What this exercise asks →
1. Set down, word for word, the part of the passage on Cape Carts that opens with the words containing "I first learned" and closes with "Radio Show episode.)".
2. Report each line in the pointing records that contains the word "along", copying the whole line.

═════ Extract to read ═════

I first learned about Cape Carts when I was told that a Fell and a Fell cross had pulled one on a television show in England. So when last week’s Driving Radio Show featured a story about a Cape Cart, I had to tune in. (Click here for the Driving Radio Show episode.)
A Cape Cart is, as its name implies, a cart, but it is intended to be pulled by a pair of equines rather than a single. The name of this vehicle derives from its common use in South Africa early in the twentieth century (click here to see an image from the Second Boer War.)
Cape Carts were preferred for several reasons. For instance, they were designed to seat as many as four people yet could be navigated easily over rough, even roadless, ground, unlike a wagon. In addition, they could accommodate an unmatched pair of equines more easily than other vehicles. Another important feature was that the carts were usually covered for protection from the sun and thunderstorms (click here to see a photo of a Cape Cart at the Carriage Museum of America.)

═════ Rows ═════

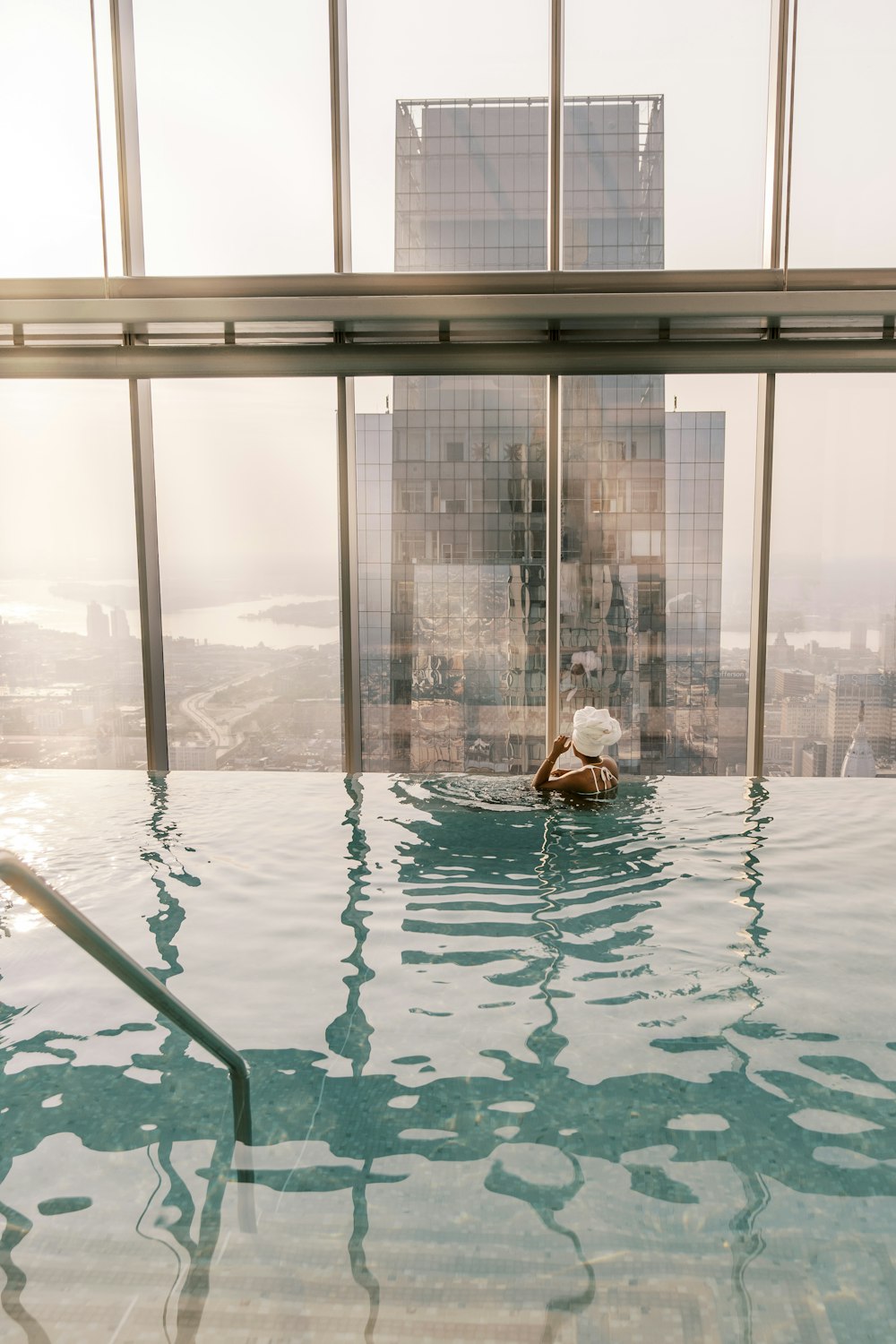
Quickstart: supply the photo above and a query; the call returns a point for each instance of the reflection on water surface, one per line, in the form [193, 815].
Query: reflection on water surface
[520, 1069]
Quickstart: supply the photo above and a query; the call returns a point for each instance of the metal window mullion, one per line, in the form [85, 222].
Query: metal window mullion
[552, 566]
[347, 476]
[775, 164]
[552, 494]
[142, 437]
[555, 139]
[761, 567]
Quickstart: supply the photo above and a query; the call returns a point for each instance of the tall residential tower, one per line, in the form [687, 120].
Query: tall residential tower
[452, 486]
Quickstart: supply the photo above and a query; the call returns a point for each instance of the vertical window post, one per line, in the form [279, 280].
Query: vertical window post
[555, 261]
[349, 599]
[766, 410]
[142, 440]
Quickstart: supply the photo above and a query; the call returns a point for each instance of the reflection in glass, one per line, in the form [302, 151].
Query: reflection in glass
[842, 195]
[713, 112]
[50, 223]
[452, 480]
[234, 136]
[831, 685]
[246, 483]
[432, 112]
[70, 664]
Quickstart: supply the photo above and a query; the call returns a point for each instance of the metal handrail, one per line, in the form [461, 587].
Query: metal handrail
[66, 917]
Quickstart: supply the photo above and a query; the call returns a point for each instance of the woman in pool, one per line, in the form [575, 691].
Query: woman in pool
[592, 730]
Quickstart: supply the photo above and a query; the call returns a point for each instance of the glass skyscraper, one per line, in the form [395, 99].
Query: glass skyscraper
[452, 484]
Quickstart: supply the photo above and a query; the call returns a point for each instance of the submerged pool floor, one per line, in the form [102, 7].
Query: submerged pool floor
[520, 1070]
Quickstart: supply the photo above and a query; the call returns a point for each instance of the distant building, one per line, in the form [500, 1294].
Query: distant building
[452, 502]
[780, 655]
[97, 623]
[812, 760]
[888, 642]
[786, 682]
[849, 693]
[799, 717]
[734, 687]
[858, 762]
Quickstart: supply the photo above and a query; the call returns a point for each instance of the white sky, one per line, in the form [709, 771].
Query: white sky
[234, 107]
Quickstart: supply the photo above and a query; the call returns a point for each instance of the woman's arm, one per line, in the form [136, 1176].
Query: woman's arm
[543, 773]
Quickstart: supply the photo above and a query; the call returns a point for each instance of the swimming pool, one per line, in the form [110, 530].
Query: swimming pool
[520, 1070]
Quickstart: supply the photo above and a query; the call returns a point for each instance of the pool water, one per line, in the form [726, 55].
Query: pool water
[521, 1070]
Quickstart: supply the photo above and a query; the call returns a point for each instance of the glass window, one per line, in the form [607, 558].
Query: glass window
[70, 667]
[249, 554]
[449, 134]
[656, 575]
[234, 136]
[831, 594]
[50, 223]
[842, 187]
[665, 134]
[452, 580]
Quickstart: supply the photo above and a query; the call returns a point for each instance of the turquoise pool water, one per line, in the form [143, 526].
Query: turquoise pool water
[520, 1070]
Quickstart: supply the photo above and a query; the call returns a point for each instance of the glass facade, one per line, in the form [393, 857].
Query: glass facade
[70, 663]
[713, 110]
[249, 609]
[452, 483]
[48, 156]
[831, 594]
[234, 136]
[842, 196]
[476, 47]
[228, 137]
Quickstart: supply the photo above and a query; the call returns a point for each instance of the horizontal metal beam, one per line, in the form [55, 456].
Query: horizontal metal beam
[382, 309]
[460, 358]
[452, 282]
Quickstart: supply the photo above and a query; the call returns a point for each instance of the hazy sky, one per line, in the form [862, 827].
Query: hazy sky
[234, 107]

═════
═════ Rows ═════

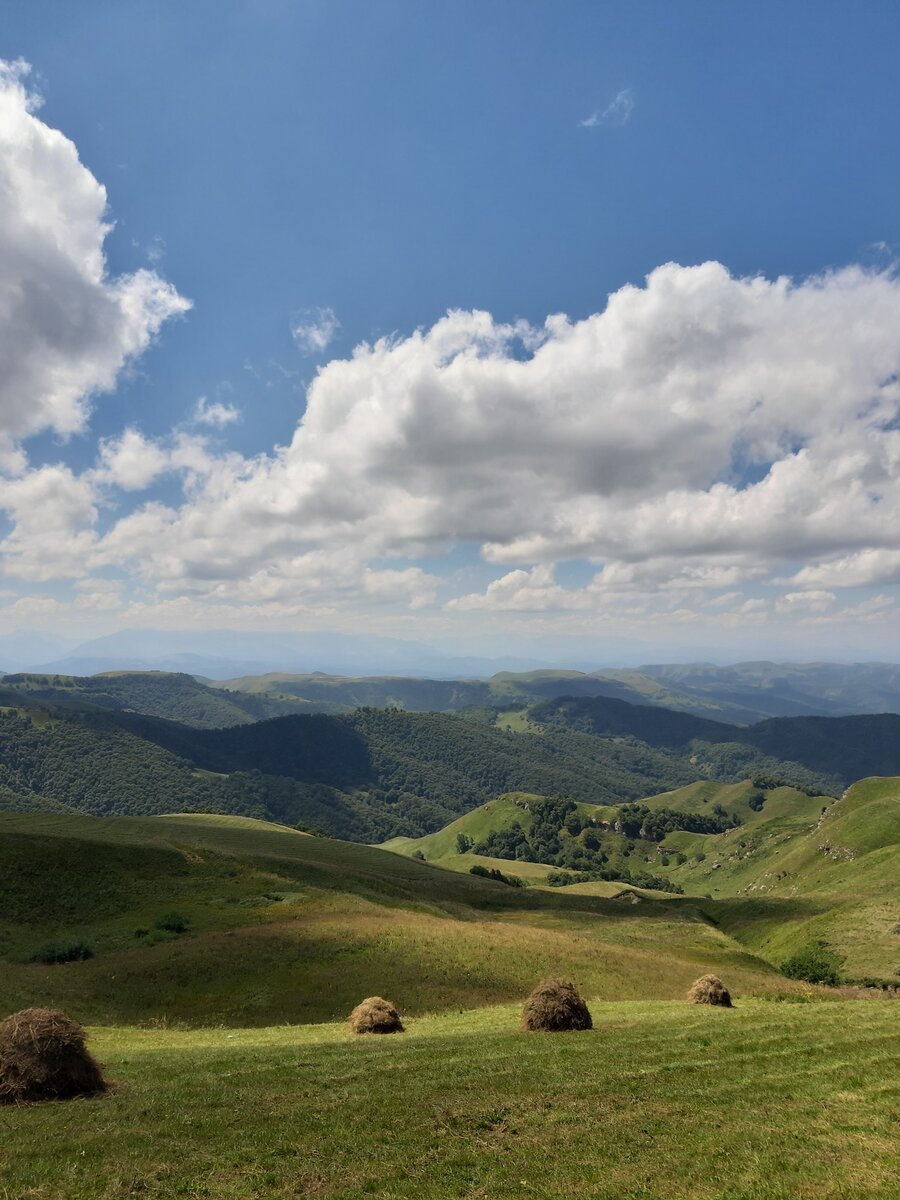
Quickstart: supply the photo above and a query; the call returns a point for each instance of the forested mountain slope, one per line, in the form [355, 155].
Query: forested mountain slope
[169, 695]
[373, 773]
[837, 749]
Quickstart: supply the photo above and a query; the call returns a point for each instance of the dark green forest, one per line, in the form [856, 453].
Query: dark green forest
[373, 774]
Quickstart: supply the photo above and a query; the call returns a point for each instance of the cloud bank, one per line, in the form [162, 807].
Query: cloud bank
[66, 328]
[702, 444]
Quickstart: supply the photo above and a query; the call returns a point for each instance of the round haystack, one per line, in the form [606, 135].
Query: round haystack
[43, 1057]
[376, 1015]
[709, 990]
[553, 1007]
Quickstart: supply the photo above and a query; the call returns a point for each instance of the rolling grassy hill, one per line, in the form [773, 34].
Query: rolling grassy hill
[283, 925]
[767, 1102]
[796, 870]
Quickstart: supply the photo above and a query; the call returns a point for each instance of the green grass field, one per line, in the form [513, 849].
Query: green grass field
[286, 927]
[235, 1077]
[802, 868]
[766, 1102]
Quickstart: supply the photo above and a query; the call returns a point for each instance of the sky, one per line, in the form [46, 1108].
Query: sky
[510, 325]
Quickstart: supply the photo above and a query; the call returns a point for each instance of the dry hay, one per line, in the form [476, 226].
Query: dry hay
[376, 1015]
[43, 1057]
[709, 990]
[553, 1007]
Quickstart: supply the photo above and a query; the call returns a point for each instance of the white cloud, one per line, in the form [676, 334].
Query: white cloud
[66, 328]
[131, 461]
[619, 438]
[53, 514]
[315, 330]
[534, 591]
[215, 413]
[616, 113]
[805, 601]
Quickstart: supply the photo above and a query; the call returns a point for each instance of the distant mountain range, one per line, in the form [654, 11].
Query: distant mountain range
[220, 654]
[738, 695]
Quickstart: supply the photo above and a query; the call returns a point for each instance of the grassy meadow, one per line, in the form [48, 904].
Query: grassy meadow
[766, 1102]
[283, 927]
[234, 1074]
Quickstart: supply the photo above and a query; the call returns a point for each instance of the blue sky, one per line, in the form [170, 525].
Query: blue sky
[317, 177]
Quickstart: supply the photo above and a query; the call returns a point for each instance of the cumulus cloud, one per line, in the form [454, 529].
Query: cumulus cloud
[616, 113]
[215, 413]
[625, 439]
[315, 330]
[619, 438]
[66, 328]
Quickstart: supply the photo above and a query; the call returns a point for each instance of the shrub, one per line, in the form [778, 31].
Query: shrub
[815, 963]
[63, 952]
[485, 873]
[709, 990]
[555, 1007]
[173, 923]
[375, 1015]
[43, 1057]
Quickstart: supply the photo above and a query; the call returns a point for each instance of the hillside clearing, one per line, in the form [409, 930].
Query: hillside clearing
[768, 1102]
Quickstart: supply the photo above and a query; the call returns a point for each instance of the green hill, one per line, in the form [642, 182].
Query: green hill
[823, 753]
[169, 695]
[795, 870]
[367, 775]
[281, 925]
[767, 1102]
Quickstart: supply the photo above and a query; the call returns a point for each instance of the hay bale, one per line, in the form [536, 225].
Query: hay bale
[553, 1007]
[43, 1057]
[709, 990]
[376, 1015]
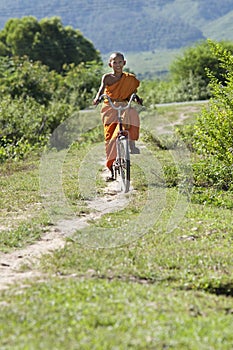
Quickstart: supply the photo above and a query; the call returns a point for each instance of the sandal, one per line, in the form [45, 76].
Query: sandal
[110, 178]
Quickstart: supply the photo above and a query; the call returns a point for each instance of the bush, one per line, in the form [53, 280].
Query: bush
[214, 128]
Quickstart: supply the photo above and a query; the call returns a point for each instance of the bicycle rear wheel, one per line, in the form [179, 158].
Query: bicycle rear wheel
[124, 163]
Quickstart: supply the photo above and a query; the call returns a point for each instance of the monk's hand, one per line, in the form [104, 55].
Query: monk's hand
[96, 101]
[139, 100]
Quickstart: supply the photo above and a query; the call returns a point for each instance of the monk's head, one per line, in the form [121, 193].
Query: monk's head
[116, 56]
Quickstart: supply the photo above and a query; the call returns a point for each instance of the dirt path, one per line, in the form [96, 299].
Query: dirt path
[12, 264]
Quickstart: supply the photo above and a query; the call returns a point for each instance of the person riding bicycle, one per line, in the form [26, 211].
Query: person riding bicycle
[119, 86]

═════
═════ Rows ═════

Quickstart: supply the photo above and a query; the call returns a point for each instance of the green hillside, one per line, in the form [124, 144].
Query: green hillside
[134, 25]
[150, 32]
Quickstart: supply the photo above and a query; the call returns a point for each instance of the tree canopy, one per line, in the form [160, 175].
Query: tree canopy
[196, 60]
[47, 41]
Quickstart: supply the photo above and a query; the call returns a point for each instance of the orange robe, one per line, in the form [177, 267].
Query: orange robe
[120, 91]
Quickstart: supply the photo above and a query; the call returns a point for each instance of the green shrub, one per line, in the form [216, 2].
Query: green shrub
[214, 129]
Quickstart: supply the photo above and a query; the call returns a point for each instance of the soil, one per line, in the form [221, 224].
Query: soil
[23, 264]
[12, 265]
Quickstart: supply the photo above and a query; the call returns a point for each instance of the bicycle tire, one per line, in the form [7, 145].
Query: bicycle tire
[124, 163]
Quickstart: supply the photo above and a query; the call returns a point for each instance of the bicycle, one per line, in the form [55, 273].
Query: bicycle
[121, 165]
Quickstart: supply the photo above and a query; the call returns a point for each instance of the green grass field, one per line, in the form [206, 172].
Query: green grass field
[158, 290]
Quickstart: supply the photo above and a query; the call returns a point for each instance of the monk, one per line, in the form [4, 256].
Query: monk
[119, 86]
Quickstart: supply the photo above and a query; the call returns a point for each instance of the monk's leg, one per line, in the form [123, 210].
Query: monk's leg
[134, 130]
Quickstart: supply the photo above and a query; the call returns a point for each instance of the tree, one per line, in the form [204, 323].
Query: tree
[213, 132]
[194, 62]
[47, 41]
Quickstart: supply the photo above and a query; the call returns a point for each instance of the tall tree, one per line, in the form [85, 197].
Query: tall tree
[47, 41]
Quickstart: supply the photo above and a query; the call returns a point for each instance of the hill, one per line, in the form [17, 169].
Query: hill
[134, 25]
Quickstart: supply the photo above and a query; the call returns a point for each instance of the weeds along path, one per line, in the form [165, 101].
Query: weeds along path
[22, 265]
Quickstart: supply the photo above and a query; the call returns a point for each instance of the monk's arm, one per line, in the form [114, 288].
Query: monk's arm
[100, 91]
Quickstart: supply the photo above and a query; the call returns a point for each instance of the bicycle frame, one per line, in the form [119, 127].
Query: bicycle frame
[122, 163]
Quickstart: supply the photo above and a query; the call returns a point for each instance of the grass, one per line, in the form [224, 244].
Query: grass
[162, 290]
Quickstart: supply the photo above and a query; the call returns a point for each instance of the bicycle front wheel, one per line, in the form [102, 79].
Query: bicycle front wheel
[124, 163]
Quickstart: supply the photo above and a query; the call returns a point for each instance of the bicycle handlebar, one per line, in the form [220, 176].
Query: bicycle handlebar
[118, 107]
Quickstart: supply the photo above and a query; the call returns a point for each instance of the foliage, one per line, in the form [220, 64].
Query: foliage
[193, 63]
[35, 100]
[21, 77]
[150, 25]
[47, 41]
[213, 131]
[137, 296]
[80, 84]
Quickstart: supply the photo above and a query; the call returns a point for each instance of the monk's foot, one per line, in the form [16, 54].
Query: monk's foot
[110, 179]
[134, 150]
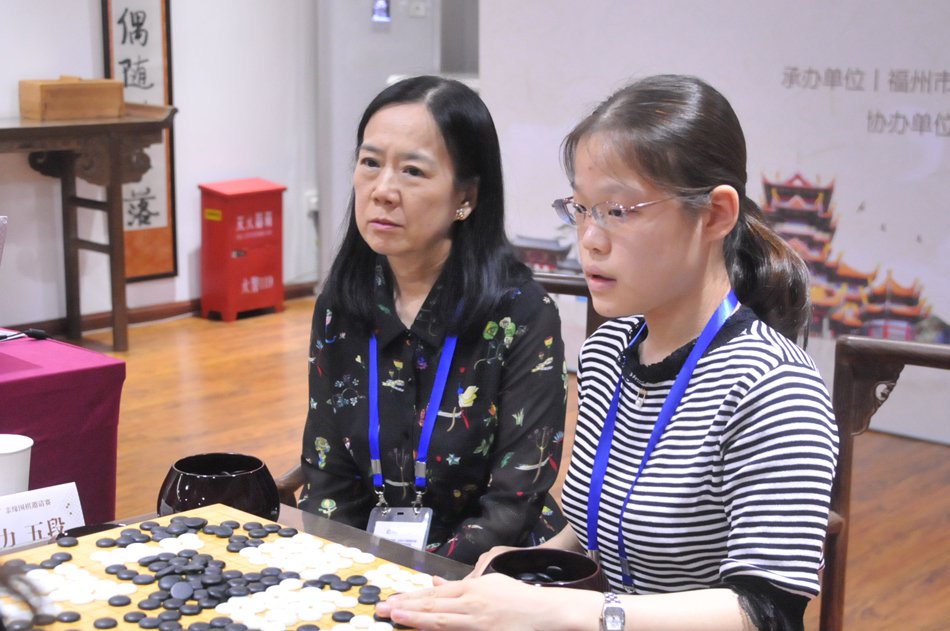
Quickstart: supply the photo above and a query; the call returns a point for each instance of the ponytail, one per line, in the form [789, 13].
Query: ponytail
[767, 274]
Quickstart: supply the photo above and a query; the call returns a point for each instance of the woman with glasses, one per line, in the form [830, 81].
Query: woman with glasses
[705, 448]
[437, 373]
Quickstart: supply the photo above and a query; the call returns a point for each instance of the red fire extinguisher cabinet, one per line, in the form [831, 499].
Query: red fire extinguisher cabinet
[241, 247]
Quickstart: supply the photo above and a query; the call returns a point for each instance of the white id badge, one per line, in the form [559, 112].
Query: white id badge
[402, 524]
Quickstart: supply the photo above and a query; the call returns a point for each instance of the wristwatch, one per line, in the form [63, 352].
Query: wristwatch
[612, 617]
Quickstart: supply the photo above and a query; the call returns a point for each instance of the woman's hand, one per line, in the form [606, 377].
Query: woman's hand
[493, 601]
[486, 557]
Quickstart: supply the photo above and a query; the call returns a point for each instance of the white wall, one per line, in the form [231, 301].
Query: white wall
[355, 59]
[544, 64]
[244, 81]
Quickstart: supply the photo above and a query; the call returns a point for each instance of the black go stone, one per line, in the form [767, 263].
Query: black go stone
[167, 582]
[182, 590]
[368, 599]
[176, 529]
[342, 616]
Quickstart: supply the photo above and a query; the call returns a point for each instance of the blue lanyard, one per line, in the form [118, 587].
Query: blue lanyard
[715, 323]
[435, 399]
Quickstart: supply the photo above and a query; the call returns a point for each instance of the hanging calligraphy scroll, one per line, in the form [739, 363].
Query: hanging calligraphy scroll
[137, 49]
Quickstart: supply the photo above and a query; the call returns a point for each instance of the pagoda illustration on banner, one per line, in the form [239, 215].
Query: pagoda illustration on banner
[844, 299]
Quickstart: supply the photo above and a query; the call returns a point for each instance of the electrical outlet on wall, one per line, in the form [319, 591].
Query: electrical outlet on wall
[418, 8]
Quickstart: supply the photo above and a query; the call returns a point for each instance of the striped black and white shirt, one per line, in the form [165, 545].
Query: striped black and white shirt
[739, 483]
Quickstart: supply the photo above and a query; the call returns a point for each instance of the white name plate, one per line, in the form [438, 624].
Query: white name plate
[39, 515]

═════

The replies →
1.
I first learned about Cape Carts when I was told that a Fell and a Fell cross had pulled one on a television show in England. So when last week’s Driving Radio Show featured a story about a Cape Cart, I had to tune in. (Click here for the Driving Radio Show episode.)

2.
Quickstart: supply the photo above and a query; the call returns a point for each instance of the weeds along path, one per line, in the form [165, 101].
Query: weeds along path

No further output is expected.